↓

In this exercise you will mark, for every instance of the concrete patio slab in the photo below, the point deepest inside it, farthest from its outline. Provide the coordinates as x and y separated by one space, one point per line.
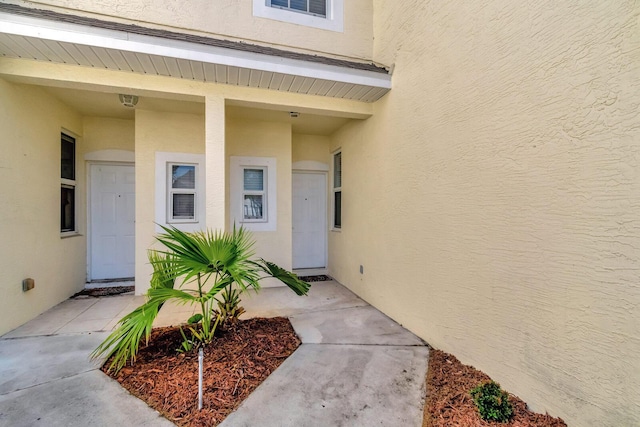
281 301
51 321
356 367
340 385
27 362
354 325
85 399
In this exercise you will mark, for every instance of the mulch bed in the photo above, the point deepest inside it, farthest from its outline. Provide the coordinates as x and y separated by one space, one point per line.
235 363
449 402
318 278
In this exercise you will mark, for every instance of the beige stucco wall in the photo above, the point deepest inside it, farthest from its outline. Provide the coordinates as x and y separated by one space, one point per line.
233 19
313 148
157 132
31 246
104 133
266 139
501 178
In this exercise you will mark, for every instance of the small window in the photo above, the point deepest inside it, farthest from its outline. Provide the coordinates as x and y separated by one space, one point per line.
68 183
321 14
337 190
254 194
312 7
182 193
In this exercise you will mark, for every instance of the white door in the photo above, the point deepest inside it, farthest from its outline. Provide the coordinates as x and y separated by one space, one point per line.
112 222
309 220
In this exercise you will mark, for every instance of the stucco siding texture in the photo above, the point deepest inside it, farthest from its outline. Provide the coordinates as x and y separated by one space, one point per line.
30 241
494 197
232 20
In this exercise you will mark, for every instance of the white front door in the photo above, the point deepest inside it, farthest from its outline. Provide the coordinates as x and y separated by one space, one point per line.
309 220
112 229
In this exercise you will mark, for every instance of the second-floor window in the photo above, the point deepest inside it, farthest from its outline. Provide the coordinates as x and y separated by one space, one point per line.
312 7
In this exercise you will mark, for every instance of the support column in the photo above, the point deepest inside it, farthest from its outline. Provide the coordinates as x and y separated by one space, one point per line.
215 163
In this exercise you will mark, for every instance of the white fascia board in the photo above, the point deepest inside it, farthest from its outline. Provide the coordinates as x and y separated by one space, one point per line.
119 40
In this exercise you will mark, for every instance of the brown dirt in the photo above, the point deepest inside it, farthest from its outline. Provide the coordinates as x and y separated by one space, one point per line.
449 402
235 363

↑

CHALLENGE => Only the lines from the one that contains "the white front" to the end of the data should be output, exactly as they appear.

SOLUTION FOR THIS TASK =>
In this exercise you will mark, for every instance of the white front door in the photo above, the point deepest inside it, farthest from its outline. Provide the coordinates as x and y separated by one space, one point per line.
309 220
112 229
In this exercise you will mark, for every instance of the second-floor window in the photo above, the point deepest inside it, farthest from its outline. Provide the coordinates as x and y separated by one space, one point per line.
312 7
In this exercise you will mark, for every instance of the support column in the photo above, the point deepest inside it, farthest from its outline. Provide the coordinates as x and y separated by one space, one point per line.
215 163
In this exercise you will mark, for every instance of the white fascia board in the photo above, the point deepest inside it, farthest from its outline. Provide the coordinates as x and y separated by one space, one point per line.
119 40
In this exercise you will mark, for every instance of the brown dirt in the photo above, the point deepest inside it, farthest from its outline. Provide the coordinates as x and y separated by one space, one point per line.
449 402
235 363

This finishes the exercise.